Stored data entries
▼
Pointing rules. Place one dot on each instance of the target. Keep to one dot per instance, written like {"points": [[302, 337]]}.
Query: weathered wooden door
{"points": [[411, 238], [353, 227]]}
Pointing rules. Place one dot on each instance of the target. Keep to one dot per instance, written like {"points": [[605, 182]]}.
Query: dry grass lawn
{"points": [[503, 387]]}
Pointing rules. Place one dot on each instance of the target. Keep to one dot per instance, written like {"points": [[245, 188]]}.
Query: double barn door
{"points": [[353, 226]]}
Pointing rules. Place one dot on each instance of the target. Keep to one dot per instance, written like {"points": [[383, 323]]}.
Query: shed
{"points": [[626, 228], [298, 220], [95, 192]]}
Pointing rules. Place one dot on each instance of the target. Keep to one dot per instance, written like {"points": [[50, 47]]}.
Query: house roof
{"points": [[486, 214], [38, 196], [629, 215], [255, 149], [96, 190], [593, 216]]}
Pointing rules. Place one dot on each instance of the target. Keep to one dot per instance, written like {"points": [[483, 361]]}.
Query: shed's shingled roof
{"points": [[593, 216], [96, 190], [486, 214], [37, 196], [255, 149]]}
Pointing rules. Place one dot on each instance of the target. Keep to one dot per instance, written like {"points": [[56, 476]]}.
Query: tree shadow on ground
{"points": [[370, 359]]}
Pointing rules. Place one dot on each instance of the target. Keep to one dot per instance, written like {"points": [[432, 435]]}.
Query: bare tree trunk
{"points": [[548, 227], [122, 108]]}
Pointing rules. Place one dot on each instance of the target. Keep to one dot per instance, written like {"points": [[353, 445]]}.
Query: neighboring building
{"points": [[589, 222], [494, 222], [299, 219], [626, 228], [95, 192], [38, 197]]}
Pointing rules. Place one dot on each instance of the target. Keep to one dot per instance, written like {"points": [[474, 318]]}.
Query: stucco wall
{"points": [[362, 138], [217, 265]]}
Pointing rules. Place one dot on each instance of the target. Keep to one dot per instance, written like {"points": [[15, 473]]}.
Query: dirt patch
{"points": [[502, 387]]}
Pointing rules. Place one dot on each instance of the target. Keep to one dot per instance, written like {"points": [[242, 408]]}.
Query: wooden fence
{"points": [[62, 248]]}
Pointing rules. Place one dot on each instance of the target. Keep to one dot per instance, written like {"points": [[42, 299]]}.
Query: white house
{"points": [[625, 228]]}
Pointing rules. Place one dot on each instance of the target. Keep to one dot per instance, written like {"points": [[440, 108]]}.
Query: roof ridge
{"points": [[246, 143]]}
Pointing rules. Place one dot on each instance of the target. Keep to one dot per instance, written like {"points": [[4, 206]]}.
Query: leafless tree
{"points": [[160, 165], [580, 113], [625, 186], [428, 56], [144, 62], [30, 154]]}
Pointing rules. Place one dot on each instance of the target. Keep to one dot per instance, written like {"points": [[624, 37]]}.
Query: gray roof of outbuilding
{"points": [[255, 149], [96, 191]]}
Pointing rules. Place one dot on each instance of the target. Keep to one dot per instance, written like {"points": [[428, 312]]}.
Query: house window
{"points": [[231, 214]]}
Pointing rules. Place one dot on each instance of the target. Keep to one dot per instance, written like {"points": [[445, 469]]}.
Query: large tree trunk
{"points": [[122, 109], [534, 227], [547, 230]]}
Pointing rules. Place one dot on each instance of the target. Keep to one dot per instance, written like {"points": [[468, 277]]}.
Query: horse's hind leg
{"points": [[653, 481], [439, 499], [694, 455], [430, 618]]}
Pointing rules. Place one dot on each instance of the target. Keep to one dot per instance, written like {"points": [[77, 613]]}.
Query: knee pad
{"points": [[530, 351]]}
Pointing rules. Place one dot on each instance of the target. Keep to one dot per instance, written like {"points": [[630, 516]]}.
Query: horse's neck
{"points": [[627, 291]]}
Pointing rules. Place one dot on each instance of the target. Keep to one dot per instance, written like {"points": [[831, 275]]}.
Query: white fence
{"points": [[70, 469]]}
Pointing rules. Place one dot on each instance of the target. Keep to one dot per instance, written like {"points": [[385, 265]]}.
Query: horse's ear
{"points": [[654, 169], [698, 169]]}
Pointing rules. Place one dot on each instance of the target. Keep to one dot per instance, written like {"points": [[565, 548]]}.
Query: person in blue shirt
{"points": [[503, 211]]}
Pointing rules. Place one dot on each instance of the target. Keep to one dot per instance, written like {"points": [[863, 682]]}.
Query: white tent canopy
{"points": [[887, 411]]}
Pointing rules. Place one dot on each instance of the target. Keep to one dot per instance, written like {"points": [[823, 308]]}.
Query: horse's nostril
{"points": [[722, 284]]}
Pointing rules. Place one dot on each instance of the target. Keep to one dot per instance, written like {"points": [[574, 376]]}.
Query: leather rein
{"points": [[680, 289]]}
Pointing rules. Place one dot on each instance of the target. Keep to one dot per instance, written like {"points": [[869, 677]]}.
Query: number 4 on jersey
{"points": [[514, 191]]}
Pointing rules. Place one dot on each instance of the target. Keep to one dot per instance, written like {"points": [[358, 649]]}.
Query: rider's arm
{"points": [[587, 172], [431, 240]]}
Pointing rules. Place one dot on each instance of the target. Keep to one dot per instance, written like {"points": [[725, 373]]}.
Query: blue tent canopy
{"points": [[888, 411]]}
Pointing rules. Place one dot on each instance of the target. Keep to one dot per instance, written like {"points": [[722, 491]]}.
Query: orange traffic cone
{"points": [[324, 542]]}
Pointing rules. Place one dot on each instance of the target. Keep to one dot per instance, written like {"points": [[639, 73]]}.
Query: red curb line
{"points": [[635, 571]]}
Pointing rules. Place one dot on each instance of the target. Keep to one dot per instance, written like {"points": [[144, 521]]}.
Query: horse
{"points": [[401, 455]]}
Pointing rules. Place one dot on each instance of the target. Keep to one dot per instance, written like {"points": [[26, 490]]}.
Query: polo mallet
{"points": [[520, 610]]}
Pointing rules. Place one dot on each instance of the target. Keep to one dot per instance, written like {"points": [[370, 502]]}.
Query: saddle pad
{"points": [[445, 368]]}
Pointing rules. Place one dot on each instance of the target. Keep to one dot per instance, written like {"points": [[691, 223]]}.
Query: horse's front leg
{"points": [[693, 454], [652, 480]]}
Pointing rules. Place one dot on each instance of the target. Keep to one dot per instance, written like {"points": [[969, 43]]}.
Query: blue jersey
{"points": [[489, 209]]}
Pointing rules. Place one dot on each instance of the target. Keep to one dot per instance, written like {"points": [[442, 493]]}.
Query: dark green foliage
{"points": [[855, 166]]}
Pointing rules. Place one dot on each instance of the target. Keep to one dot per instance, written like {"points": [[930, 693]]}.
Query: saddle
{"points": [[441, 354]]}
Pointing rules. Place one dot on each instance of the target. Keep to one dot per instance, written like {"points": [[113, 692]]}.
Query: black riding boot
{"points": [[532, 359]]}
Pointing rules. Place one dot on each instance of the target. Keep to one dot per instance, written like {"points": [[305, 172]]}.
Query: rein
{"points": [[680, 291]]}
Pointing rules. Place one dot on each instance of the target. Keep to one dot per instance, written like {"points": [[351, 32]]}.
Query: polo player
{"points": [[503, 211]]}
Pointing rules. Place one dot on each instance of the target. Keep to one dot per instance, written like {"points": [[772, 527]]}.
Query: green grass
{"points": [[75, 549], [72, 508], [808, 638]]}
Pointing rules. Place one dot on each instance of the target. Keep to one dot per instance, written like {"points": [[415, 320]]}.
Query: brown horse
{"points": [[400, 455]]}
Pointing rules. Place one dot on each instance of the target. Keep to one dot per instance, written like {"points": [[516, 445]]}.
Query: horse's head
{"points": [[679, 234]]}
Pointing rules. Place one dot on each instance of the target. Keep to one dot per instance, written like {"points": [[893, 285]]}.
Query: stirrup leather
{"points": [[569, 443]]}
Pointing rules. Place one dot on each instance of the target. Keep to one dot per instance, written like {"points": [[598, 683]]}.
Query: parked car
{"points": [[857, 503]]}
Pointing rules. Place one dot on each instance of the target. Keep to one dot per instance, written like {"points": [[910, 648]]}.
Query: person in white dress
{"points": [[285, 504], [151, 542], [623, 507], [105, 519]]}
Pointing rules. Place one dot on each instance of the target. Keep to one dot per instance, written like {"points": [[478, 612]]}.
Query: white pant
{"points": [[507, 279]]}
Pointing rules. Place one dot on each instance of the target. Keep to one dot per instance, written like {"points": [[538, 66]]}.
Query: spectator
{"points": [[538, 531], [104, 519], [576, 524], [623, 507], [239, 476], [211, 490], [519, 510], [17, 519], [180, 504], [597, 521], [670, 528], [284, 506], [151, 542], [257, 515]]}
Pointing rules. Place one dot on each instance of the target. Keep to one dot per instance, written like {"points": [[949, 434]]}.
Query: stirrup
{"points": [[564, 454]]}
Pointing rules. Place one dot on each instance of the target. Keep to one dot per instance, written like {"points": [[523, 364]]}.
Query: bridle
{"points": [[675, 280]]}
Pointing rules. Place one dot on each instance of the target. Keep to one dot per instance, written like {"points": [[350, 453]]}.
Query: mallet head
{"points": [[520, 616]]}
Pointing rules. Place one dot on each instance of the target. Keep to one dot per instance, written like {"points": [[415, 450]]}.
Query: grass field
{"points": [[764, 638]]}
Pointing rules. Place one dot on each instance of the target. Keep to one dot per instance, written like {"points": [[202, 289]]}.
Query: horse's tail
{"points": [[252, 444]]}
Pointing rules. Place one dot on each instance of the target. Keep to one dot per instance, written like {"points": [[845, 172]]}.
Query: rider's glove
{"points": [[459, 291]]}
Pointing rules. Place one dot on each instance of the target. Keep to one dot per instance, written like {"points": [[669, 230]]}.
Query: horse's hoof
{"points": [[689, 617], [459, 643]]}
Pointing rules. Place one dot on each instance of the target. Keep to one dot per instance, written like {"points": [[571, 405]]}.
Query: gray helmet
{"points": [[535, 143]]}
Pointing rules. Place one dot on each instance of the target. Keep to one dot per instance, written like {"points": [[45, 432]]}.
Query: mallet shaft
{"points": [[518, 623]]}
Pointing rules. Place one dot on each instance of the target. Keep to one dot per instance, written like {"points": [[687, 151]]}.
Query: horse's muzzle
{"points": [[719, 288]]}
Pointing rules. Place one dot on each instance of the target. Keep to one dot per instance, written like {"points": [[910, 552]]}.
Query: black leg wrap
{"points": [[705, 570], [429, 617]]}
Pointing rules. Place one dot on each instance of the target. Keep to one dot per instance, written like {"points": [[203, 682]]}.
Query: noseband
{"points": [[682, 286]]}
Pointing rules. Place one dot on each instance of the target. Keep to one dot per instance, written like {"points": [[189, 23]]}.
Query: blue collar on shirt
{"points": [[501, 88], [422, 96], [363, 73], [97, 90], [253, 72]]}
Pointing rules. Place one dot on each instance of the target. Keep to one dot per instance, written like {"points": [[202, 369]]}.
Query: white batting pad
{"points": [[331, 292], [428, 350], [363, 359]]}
▲
**Stated task:**
Pull out every line of the listing above that contains the string "stirrup", treating uppercase and lowercase as different.

**Reply:**
Query: stirrup leather
Query: stirrup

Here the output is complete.